>>>>>
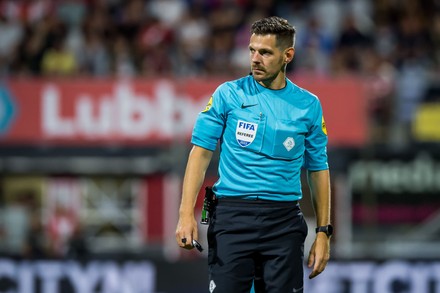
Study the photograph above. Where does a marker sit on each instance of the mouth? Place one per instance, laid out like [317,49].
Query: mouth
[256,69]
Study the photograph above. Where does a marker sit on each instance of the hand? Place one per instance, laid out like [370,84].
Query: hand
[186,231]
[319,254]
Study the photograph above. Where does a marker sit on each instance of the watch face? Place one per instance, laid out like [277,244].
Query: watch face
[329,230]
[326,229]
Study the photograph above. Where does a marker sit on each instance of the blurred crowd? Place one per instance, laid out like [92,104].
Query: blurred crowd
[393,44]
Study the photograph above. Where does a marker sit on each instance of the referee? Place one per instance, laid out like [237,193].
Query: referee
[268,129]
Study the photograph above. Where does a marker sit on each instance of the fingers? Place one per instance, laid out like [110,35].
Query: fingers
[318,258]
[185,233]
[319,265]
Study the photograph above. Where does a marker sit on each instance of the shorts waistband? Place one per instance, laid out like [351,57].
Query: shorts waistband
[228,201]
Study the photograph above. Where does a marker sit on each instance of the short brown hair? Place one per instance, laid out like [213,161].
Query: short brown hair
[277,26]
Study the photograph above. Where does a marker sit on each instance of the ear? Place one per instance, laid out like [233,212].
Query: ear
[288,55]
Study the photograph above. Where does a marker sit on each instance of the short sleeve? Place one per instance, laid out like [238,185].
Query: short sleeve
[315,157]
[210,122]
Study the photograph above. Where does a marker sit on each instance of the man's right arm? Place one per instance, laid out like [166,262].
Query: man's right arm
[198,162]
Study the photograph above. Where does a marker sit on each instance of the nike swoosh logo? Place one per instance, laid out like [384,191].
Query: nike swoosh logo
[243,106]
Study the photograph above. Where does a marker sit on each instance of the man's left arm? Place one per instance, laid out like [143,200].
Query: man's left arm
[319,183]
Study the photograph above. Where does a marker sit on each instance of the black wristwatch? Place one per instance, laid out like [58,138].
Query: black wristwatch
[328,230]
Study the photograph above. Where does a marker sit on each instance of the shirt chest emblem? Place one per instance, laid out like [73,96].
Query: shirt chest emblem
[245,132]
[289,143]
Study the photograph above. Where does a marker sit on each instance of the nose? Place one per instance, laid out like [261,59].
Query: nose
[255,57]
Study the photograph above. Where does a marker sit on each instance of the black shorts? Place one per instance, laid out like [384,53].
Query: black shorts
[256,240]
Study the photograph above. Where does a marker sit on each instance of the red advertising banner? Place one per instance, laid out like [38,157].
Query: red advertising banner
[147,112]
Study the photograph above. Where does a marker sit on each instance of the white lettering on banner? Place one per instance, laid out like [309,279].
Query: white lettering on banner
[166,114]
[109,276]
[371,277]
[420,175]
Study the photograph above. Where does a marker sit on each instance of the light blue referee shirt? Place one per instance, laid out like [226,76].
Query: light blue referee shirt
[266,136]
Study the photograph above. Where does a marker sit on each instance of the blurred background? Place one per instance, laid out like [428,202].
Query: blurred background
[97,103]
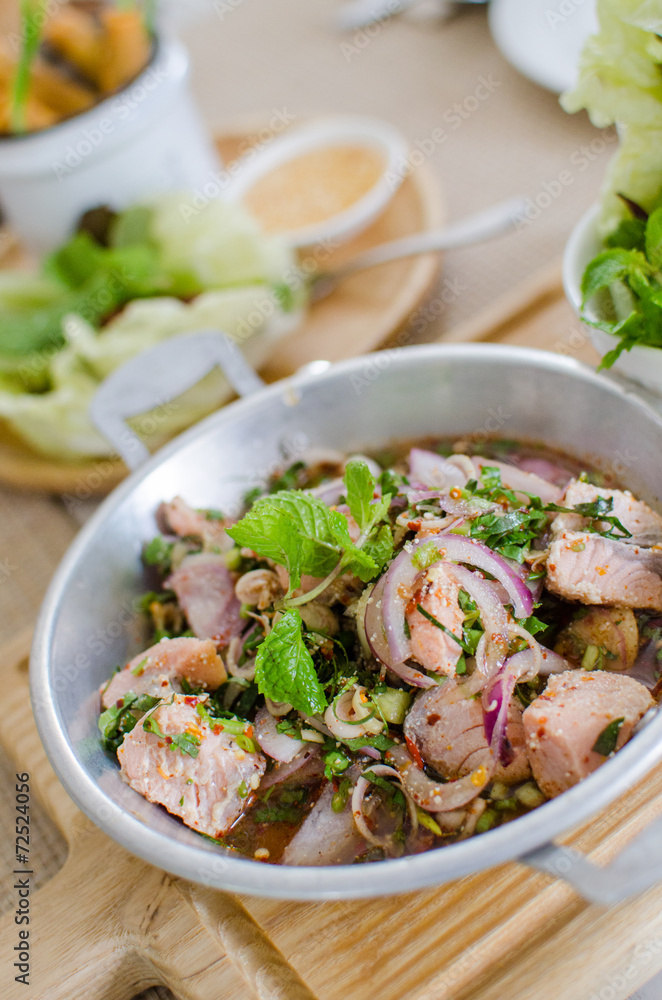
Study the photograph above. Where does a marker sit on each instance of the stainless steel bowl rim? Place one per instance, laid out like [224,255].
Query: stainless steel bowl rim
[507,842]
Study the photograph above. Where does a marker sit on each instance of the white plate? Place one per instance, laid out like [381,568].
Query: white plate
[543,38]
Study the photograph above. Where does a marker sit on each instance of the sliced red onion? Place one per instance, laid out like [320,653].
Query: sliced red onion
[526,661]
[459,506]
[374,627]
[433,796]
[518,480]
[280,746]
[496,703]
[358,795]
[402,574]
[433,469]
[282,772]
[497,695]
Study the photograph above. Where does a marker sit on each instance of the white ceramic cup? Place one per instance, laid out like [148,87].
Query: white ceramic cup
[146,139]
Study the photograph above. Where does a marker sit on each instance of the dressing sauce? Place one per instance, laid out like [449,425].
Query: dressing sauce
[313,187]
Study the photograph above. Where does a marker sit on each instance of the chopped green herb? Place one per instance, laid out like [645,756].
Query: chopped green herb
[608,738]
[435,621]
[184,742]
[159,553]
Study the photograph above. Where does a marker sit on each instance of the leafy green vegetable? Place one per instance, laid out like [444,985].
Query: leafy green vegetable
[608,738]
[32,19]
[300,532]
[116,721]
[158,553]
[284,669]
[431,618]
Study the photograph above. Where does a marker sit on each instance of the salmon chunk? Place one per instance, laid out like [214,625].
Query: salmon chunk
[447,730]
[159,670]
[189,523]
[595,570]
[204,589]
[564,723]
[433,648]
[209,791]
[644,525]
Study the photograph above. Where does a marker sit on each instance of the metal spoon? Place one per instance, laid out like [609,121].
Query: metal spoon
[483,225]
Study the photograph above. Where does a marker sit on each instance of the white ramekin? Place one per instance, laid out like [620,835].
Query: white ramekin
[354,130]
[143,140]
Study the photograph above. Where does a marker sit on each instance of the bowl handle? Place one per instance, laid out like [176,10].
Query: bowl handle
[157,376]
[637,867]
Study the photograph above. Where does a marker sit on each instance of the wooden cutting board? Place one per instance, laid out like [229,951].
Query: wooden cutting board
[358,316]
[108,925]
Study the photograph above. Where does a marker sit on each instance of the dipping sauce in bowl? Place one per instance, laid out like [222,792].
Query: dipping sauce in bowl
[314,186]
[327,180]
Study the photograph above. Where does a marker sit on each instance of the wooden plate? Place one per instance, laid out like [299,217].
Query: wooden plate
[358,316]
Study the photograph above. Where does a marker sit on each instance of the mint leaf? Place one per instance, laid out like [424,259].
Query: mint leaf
<<<<<
◆ **WHAT IS NEEDED**
Produce an exact copy of the lines from the one containing "out like [609,121]." through the last line, and of nothing else.

◆ **SOLUTION FOR THIS EXERCISE**
Study the photograph above. Where does a marker sit on each instance of the metal spoon? Place one per instance, laid out like [609,121].
Query: metal spoon
[483,225]
Study the photograph above. Where does a marker sit on each instance of the white ramekin? Place one per instance, laid out like [620,835].
Query: white ramekin
[354,130]
[143,140]
Study the photograph above. Where does a marker sit on each instance of the bowl handle? Place one per instance, laid out like [176,10].
Query: bowl handle
[157,376]
[637,867]
Study the photograph above. Where does a marker sit on each instance of the wooden cutting board? Place one per instance, laid out like [229,951].
Query: wooden cutting board
[358,316]
[108,925]
Study the photograph above. Where does a marker sit on each instance of the dipping sauce in bowl? Place one per instance, laid out like [222,792].
Query: dipping sauce in bowl
[314,186]
[327,180]
Study the photograph above. Where does a marker sit on each instance of the wooden plate? Place one per instance, laid out like [299,217].
Query: wooden plate
[358,316]
Study the photograph above. Where does a marker sit on each instance of the mint leaf? Place one per instance, laid out like [424,259].
Query: mint leaf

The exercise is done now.